Your objective. Count the lines below that contain "bird". Answer with the number alone.

(Saved entries)
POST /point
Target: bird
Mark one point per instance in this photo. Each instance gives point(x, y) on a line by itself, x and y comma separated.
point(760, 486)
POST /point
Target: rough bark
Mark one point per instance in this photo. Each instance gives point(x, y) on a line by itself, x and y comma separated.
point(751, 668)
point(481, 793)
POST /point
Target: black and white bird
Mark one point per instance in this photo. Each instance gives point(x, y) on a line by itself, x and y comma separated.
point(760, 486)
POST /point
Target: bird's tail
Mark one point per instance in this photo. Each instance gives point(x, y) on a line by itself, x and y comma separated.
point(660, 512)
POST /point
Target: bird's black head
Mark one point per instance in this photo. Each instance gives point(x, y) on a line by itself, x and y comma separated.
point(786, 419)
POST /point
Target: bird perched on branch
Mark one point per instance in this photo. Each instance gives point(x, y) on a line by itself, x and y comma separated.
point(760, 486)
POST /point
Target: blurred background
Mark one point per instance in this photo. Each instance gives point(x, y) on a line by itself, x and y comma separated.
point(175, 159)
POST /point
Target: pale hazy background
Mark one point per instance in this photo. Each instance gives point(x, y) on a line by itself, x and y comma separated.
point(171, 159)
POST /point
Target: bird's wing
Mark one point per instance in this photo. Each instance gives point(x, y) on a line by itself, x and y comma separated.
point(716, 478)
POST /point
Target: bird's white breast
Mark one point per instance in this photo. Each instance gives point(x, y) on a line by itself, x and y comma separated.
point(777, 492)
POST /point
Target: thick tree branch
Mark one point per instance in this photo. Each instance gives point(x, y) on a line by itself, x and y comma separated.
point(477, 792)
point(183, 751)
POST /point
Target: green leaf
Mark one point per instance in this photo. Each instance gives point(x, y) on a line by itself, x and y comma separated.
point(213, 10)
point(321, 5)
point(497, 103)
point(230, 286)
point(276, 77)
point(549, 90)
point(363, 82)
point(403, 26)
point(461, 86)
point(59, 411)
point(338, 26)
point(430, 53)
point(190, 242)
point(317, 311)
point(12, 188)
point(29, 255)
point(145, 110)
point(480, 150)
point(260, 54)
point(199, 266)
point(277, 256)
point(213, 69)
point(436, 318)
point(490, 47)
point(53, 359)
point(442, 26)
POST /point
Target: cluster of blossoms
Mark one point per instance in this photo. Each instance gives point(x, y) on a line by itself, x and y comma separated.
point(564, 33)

Answer. 7